*YOUR OBJECTIVE:* Count the rows below that contain the word "mast" and give only that number.

==== LISTED ENTRIES

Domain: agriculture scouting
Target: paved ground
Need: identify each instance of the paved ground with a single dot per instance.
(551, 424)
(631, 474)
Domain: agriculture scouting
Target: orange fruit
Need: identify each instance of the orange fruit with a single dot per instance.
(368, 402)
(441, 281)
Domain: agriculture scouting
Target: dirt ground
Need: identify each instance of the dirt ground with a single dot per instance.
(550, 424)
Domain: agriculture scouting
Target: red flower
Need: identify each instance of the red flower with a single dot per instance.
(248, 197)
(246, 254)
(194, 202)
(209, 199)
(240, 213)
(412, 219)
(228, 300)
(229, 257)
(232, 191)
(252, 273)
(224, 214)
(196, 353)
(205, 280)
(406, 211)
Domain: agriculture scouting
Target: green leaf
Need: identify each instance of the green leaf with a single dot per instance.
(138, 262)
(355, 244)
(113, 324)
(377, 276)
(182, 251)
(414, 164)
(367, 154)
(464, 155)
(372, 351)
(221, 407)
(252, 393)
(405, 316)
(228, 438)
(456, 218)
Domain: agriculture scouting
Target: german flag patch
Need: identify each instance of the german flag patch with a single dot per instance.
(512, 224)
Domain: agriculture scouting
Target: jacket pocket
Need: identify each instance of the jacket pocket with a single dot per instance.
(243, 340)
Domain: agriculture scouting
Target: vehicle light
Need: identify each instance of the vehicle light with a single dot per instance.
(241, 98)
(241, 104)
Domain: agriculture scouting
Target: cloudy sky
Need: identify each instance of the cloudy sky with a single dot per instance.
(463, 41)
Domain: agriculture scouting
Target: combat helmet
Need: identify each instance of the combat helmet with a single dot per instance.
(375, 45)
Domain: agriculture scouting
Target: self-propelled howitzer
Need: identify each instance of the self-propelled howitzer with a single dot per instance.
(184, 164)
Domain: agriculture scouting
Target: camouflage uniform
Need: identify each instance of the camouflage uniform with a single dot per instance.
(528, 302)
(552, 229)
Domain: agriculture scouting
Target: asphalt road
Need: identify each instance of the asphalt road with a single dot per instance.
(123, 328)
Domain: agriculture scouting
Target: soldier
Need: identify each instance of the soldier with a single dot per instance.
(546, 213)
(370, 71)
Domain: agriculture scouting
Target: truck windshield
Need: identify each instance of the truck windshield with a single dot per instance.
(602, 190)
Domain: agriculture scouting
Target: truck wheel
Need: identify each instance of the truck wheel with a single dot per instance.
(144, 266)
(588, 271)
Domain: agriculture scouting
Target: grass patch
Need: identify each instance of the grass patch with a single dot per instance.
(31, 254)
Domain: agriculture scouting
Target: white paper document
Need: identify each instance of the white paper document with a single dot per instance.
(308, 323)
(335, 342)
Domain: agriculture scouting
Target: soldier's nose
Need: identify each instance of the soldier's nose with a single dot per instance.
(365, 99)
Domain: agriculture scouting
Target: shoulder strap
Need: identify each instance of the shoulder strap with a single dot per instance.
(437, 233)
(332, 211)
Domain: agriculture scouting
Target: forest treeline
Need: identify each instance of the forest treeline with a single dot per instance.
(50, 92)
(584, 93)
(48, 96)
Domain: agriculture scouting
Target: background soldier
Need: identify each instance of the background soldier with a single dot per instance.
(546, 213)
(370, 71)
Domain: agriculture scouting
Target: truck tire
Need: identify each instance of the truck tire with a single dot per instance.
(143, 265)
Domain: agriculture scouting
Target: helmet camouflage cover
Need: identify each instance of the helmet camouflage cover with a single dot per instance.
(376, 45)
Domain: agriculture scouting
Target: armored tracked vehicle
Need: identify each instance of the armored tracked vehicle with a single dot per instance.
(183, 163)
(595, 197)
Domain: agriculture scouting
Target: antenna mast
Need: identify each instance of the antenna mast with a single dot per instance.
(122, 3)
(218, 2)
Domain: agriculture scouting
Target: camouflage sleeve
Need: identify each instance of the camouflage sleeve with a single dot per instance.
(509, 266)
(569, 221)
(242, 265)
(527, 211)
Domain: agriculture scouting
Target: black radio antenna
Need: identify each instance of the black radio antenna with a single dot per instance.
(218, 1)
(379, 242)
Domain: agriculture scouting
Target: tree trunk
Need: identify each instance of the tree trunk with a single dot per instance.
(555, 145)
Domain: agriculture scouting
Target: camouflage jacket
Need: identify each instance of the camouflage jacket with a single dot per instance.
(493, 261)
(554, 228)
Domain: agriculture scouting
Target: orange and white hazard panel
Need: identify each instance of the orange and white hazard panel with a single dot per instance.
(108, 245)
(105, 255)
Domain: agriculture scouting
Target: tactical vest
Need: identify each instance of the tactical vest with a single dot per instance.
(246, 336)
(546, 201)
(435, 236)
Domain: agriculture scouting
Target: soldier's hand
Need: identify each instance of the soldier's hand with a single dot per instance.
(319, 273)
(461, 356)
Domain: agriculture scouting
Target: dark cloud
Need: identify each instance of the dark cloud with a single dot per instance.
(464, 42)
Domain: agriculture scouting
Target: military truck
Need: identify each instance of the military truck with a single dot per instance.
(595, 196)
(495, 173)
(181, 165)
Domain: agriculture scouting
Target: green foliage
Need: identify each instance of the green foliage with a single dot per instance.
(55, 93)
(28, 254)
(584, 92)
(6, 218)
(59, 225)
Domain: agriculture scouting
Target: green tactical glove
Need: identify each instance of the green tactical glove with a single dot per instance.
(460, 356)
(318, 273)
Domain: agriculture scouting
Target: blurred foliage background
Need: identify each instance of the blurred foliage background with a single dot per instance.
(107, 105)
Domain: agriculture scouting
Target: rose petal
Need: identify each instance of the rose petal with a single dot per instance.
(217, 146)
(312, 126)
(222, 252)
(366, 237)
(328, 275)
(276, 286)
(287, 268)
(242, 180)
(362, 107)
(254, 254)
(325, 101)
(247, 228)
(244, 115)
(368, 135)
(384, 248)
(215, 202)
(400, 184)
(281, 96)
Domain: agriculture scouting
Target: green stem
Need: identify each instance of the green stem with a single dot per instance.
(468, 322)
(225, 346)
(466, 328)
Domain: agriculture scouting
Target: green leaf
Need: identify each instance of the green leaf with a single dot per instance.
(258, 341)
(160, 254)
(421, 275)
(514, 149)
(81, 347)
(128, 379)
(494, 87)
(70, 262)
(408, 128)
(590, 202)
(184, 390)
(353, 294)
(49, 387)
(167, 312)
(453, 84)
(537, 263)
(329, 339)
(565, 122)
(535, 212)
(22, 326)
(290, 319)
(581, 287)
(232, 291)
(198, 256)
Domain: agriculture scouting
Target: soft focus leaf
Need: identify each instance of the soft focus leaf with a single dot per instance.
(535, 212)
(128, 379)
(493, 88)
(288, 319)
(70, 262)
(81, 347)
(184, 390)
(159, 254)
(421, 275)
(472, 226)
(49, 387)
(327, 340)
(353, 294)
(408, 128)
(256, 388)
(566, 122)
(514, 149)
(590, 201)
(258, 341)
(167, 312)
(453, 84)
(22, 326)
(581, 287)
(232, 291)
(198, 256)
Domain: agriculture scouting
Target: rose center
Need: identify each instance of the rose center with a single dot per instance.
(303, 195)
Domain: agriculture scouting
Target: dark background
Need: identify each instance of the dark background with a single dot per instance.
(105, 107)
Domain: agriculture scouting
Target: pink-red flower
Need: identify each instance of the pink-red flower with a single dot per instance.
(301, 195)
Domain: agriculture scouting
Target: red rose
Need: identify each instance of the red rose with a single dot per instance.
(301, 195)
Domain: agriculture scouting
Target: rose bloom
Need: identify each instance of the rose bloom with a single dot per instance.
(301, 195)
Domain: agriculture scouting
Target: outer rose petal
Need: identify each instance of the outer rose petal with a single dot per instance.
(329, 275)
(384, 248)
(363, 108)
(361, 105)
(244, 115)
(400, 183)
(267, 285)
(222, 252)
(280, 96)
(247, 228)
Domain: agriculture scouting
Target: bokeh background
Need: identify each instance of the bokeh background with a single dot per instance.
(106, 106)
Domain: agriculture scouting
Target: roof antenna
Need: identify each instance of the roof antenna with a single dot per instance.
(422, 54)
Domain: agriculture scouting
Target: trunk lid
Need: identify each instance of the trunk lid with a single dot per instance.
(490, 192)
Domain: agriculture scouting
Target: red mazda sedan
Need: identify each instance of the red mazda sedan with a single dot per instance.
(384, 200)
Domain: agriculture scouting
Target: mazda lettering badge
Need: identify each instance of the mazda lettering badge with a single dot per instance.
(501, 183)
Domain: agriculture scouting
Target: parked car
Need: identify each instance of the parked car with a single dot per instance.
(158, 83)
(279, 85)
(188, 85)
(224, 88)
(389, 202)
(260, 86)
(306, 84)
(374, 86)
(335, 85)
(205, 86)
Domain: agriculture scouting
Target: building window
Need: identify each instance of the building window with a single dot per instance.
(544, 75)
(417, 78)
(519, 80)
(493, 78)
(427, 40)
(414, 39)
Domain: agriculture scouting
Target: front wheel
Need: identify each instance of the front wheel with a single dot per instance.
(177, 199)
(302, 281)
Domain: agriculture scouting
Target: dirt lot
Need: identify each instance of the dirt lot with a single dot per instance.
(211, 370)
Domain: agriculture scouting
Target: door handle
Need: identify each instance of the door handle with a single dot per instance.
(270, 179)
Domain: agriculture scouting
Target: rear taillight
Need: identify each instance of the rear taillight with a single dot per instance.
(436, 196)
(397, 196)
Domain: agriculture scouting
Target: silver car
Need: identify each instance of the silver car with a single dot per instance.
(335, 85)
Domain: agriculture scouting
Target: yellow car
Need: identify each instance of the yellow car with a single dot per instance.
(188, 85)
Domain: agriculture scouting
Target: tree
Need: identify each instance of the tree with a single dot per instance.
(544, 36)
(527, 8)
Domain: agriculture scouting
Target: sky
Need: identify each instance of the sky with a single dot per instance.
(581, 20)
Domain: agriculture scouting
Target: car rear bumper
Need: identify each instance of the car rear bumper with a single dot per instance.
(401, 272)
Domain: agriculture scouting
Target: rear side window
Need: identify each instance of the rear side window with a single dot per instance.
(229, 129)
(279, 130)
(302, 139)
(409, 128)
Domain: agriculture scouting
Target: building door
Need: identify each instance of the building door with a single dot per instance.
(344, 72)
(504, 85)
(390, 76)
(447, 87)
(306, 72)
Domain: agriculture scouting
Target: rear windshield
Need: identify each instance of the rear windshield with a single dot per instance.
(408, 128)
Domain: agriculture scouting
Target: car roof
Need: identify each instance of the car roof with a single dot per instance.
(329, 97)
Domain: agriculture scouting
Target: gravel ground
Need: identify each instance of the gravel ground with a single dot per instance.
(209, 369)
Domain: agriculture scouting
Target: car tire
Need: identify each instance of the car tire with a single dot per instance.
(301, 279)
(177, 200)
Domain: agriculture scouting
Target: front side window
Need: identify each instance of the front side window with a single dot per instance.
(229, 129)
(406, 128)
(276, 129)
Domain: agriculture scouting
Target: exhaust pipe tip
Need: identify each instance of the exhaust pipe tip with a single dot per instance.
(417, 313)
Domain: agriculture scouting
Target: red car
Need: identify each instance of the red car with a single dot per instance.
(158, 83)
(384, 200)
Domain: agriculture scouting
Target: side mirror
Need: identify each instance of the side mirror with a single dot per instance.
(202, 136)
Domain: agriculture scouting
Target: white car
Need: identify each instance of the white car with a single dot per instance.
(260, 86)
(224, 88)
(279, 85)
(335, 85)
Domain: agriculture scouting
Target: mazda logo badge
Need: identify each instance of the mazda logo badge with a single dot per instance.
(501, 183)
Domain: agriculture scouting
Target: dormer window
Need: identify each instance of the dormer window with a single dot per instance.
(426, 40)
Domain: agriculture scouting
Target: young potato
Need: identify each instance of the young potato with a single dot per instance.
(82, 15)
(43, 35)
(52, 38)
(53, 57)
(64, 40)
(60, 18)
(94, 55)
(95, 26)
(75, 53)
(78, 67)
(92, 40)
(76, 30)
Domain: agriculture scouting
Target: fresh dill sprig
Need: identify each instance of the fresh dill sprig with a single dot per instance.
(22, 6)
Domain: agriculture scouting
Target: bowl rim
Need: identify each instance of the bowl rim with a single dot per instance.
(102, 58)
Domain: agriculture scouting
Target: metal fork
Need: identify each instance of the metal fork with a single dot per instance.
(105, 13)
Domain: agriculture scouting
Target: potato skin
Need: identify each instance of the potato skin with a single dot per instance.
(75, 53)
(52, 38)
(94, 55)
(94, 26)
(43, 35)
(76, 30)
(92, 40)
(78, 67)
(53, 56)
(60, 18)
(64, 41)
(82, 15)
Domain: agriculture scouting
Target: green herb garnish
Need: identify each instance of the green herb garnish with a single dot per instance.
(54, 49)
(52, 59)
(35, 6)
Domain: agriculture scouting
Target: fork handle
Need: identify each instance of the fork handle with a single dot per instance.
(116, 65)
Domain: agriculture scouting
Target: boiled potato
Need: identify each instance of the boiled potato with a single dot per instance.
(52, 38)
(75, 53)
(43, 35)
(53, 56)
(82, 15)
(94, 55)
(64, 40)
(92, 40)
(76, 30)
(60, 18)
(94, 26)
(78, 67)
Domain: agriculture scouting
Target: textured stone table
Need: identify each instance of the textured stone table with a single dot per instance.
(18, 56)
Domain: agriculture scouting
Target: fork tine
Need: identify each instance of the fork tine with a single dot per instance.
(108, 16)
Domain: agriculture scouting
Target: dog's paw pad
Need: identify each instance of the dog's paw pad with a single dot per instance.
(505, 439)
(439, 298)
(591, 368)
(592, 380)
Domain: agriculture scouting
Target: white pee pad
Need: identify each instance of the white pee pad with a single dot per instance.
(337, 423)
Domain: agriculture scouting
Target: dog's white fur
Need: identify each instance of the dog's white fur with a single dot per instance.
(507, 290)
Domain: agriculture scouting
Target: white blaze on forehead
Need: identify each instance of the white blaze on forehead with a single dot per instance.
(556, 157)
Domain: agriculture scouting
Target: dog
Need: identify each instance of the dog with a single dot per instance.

========

*TASK OUTPUT:* 2